*記述問題 1:*
次の(a)〜(c)は、光源装置の文章の内容と合っていますか。それぞれ「はい」か「いいえ」で答え、判断の決め手となる文章中の語句を正確に引用してください。
(a) 光源装置1は冷却器4を備えている。
(b) チップ列内の複数のLEDチップ3は、電気的に並列に接続されている。
(c) チップ列7a~7lは、コネクタを介して制御部5に接続されている。
*記述問題 2:* 光源装置の文章のうち、「図1に示すチップ列7a~7l」から「チップ列全体が不点灯となる。」までの部分を、一字一句違えずに打ち直してもらえますか。

*読む文章:*
· · ·

図1は本実施形態の光源装置1の平面図である。光源装置1は、電気基板2、LEDチップ3、冷却器4、及び制御部5を有する。電気基板2上には、複数のLEDチップ3が配置されており、以下ではこれらをまとめてLEDアレイと呼ぶ。電気基板2には銅配線がLEDチップ3に接続・実装されており、LEDチップ3を駆動するための回路が形成されている。回路に電流を流すことで、LEDチップ3から所定の波長の光が出力される。
【0014】
本実施形態におけるLEDアレイは、複数のLEDチップ3がX軸方向に電気的に直列に配列されたチップ列を形成している。
図1に示すチップ列7a~7lのようにチップ列を複数含んでLEDアレイが形成されても良く、チップ列7a~7lは、コネクタ6a、6bを介して制御部5に接続されている。故障や寿命によりチップ列内のLEDチップが1つでも不点灯となると、チップ列内の他のLEDチップも直列接続されているため不点灯となる。即ち、LEDチップ3が1つでも不点灯となると、LEDチップ3が属しているチップ列全体が不点灯となる。

· · ·

*提供情報:*
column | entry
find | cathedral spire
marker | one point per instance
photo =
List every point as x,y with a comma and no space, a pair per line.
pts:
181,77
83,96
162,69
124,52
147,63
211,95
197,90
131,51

· · ·

*解答全文 1:*
(a) はい。「光源装置1は、電気基板2、LEDチップ3、冷却器4、及び制御部5を有する。」
(b) いいえ。「複数のLEDチップ3がX軸方向に電気的に直列に配列されたチップ列を形成している」
(c) はい。「チップ列7a~7lは、コネクタ6a、6bを介して制御部5に接続されている」

*解答全文 2:*
図1に示すチップ列7a~7lのようにチップ列を複数含んでLEDアレイが形成されても良く、チップ列7a~7lは、コネクタ6a、6bを介して制御部5に接続されている。故障や寿命によりチップ列内のLEDチップが1つでも不点灯となると、チップ列内の他のLEDチップも直列接続されているため不点灯となる。即ち、LEDチップ3が1つでも不点灯となると、LEDチップ3が属しているチップ列全体が不点灯となる。